___ Record extracts ___

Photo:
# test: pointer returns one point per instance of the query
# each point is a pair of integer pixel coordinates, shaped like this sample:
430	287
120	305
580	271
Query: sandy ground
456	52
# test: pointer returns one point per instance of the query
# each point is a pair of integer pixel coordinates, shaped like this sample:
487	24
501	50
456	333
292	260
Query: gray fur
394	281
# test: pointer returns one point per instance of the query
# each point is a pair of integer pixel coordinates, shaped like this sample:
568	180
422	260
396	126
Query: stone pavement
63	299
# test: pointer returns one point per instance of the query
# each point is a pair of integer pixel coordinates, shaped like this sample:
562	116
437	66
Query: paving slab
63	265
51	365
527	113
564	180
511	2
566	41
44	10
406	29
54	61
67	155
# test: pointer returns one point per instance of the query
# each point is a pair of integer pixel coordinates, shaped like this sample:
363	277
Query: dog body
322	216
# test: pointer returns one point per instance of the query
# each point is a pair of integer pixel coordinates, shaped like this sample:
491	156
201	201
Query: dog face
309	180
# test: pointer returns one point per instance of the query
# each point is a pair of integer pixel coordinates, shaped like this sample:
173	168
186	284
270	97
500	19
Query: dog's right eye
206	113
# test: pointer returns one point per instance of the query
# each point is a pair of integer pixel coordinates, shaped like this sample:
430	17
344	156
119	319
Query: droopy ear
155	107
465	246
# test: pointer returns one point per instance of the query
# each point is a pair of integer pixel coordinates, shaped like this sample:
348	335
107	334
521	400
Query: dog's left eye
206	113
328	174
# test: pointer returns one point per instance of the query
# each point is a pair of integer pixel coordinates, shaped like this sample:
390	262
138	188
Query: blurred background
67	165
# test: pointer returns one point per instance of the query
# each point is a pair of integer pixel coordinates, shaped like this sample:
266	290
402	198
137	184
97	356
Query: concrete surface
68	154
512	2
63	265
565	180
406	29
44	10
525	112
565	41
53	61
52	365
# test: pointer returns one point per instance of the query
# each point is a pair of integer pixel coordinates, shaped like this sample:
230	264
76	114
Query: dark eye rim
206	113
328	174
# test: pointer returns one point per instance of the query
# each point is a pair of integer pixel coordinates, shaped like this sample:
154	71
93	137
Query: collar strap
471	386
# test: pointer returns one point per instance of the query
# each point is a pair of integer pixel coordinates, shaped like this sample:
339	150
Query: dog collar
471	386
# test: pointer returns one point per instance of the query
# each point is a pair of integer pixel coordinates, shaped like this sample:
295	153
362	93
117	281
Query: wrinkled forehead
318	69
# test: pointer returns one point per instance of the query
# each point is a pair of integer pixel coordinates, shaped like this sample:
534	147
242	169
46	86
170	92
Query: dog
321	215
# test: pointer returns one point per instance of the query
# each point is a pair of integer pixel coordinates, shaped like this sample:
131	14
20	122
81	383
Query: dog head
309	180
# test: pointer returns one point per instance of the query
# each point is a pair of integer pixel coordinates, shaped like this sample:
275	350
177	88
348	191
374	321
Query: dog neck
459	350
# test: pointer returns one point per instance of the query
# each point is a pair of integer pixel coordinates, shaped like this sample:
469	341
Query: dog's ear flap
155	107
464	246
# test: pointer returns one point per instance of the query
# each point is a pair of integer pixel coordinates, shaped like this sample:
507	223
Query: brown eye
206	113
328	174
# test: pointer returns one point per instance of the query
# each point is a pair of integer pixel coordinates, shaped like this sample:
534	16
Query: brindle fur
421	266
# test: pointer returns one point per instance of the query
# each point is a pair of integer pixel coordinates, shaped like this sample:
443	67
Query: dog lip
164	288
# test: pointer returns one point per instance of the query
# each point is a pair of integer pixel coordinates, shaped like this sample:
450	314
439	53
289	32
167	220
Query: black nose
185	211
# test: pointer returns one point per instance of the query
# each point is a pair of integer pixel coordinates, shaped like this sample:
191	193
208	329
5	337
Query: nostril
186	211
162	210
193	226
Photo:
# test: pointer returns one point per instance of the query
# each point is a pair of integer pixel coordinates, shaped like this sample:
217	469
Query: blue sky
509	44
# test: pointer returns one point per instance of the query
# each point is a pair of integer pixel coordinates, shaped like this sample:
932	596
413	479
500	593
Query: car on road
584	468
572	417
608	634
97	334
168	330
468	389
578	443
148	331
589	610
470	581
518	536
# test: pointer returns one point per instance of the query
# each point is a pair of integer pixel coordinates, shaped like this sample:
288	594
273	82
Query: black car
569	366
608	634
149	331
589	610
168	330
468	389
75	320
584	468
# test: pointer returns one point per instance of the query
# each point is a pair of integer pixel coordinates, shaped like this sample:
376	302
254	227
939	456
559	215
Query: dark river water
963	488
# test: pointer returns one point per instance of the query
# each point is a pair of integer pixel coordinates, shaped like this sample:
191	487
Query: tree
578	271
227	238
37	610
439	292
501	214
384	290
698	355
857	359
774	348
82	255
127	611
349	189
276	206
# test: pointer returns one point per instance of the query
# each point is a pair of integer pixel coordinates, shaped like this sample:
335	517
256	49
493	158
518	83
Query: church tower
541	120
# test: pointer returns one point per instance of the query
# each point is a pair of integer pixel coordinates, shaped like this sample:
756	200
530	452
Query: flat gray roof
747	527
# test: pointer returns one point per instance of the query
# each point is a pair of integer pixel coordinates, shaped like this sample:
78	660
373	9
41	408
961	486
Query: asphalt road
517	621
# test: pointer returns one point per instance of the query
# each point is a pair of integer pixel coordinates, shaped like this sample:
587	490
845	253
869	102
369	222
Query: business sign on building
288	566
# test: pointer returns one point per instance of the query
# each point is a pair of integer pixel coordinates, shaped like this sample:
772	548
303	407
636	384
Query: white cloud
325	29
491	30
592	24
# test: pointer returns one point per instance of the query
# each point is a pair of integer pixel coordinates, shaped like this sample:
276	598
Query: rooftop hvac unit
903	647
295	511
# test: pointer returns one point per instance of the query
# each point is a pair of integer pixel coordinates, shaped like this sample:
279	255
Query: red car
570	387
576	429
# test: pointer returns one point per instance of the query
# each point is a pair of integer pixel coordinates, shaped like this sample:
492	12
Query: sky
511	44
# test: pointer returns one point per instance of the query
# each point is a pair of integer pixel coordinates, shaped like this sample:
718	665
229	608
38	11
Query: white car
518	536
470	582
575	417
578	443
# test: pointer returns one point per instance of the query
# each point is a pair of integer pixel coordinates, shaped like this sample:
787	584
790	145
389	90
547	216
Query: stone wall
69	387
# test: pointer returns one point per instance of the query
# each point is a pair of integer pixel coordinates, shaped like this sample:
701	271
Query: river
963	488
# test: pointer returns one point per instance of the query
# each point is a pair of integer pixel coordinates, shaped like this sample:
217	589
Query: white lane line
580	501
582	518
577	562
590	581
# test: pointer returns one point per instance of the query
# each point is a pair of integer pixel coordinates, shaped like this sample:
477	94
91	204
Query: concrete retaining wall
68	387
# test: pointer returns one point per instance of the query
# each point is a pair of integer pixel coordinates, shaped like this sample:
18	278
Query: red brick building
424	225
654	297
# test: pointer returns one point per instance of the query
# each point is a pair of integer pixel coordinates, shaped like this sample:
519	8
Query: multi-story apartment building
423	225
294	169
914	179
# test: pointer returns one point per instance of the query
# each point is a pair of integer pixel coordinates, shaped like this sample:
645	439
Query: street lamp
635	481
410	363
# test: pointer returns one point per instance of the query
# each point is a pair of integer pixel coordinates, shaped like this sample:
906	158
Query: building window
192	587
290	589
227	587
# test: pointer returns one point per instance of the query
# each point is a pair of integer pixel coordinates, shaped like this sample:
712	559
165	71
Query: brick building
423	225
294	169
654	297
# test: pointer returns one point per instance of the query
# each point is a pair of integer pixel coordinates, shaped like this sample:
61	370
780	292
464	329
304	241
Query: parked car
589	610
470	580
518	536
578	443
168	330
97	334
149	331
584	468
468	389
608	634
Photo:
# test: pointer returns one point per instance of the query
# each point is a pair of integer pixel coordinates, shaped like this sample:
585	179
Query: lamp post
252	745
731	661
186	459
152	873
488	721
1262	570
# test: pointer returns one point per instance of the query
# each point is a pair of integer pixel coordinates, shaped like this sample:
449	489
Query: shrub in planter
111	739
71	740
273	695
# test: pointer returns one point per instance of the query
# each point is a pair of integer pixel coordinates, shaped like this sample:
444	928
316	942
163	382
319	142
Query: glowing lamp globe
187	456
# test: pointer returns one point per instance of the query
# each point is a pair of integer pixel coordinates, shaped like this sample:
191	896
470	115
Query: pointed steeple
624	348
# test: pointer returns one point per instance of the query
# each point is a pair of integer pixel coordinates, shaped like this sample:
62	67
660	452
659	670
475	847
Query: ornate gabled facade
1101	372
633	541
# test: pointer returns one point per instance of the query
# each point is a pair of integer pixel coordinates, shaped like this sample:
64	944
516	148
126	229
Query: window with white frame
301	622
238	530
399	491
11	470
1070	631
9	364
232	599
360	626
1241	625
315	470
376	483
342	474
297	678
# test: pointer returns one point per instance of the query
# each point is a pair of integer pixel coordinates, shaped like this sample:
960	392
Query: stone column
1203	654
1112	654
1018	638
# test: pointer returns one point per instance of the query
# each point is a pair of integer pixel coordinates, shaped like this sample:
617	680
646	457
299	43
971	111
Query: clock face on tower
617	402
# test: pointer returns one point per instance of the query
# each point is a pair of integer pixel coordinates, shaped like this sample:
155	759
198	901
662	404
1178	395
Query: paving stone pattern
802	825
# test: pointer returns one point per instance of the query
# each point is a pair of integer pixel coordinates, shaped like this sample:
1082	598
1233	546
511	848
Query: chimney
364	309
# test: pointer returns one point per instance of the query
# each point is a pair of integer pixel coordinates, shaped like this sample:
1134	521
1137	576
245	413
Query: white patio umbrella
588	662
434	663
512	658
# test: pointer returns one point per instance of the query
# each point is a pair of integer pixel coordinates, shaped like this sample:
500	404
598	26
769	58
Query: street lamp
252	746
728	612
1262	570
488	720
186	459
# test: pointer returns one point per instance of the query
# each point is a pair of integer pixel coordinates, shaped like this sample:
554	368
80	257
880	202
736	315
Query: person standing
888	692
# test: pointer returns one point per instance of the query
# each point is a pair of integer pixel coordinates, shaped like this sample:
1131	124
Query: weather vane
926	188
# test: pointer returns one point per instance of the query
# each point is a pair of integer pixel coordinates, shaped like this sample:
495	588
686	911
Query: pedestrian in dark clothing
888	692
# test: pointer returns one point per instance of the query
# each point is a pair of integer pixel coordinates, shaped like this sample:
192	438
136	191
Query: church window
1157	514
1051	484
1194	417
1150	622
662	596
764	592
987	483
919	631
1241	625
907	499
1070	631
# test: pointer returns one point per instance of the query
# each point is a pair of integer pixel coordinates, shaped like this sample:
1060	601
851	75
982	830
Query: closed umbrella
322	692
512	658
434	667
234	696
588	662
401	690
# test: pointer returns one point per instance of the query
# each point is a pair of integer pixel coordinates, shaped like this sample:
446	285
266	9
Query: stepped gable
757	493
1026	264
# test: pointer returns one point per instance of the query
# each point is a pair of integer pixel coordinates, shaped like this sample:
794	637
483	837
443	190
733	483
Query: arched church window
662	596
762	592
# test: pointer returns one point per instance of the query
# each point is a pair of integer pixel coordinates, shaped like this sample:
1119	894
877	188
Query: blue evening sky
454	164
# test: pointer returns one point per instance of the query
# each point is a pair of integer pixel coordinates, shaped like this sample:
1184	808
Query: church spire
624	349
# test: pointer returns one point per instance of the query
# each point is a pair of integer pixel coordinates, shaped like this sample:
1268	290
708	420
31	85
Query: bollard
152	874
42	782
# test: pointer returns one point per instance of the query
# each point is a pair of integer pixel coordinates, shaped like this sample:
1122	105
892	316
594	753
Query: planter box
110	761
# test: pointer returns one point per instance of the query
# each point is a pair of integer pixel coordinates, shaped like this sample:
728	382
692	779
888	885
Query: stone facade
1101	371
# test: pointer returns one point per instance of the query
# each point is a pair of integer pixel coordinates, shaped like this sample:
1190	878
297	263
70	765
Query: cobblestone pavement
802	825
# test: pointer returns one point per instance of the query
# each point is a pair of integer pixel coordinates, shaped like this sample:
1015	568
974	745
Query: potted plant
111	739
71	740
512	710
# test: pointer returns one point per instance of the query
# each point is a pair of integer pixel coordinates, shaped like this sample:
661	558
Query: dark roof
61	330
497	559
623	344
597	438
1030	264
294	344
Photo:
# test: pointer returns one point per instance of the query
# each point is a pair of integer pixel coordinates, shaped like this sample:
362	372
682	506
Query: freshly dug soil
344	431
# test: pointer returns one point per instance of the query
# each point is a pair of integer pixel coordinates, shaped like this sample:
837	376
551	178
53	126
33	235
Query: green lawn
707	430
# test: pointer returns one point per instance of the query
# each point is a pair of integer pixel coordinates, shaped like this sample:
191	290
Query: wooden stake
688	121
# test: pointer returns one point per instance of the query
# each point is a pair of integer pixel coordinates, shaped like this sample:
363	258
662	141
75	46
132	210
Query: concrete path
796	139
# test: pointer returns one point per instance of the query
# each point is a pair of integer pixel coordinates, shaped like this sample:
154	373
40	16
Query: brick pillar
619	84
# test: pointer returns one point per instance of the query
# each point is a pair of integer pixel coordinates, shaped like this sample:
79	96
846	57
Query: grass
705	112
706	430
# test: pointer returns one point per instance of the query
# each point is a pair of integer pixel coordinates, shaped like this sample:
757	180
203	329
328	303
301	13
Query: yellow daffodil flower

___

Locate each line in the items above that contains the string "blue", matching case, and copy every such line in full.

Task output:
Query: blue sky
Query: blue evening sky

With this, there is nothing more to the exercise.